#### DOCUMENT EXTRACT
────────────────────
Both kinds of figures, again, play a role. The passage is marked by common organizational figures: polysyndeton (repeated particles), parison, and anaphora, for example. Those give structure to the contrast, mark it as display and give it a greater weight. However, the representational figures, such as rhetorical questions, subiectio (asking and answering them), the metaphoric comparisons, and substitutive tropes, given that they directly engage the memory, are more important for encoding the goodness of Christ, the badness of his soul, and the subsequently enhanced erotic joys of union.
In the third “eternal” marriage scene, the persons are the Lamb and the human soul again. A similar contrast develops: “That Lamb who was brought to the slaughter and opened not his mouth, and I who have opened my mouth and poured out imprecations and curses upon men. . . . This Lamb and I . . . shall meet and marry” (III: 253). The spiritual and eternal marriages are to be the model for the human. Contrasts meet and qualify one another. Badness is absorbed and transformed by goodness. The potential for joy (gaudium) created by Donne’s removal of obstacles like sin serves the pastoral purpose of energizing the community’s witness to a legal and sacramental human marriage. The sacrament itself derives value from the fact that the community is courting, in Nelson’s terms, the ultimate desired other. Obviously, I am not trying to prove that Donne’s auditory actually felt each of these things on the day he gave the sermon. Rather, I am trying to show how his tropical rhetoric is a means of approaching the passionate potential of his audience in ways that were relevant to his contexts.
────────────────────
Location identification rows
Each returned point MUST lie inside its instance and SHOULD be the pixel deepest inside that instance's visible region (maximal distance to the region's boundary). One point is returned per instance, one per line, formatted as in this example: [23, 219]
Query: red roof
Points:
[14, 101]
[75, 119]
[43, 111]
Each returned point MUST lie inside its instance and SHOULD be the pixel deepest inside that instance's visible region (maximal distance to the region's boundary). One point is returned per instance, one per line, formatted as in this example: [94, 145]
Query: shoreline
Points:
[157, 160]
────────────────────
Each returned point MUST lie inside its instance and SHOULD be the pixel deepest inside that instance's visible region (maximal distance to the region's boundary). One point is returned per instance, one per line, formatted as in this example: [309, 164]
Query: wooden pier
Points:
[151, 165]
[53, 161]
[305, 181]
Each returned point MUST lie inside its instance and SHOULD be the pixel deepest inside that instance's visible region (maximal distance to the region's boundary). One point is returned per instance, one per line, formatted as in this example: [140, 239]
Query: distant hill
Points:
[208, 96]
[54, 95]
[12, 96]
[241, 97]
────────────────────
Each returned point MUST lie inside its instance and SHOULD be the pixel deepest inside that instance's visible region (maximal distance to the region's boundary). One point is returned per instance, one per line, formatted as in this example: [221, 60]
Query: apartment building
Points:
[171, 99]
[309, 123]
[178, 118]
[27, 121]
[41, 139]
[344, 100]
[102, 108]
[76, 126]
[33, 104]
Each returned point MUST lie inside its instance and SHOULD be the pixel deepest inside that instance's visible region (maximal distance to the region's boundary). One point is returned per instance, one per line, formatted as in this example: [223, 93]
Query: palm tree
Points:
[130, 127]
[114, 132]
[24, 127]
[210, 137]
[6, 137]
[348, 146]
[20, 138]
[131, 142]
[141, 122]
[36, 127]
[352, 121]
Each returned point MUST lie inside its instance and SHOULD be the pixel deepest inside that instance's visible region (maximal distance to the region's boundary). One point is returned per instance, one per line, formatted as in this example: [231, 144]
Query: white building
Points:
────────────────────
#### TASK SET
**a)** Pull out every line of the rows that contains the string "building", matching case exactly.
**b)** Carry on the passage about Donne's sermon rhetoric from the point where it ends.
The passage on Donne's sermons and the rows have no connection to each other.

#### ANSWERS TO THE EXERCISE
**a)**
Query: apartment building
Query: white building

**b)**
The dynamics of comparisons are one of the variables of a tropical style. Comparisons expose the similarities and differences between things. Thus they gave Donne and Bacon resources for engaging the passions. To recast similarities and differences—a rational enterprise—was also to work toward recasting the emotional stance with which an audience could view the subject or object spoken of. But two compared things can be set together in a variety of ways. For example, two or more things could be put together in order to make one of them more valuable or lamentable in relation to another, or to make one of them more intelligible by reference to another, or to infuse one thing with the significance and excitement of another. A given tropical style will reflect a particular combination of those dynamics. Predictably enough, the comparisons of both men make their topics more intelligible. Dueling, for lawmakers, will be well understood in terms of the demonic. The painful events of life, for the suffering congregation member, are more intelligible in terms of self-effacing language components. However, Donne’s comparisons tend to bring the related value of one thing to bear on another, while Bacon’s tend to bring the lamentable in one thing to bear on another. For example, Donne makes positive connections between the meaning beyond self-effacing language and the ultimate meaning in eternity beyond self-effacing suffering, as well as positive connections between the values of different forms of “marriage.” In Bacon’s case, an obvious example of mobilizing the lamentable is the connection he makes between dueling and the demonic. But even when he addresses the fear of undertaking, his comparison of Parliament to sea and harbor is relatively value-neutral: the Parliament hardly derives value from the inherent nature of a harbor. Rather, the function of the allegory is to show up what is not in both the harbor and the Parliament—that is, any threat of secret operations.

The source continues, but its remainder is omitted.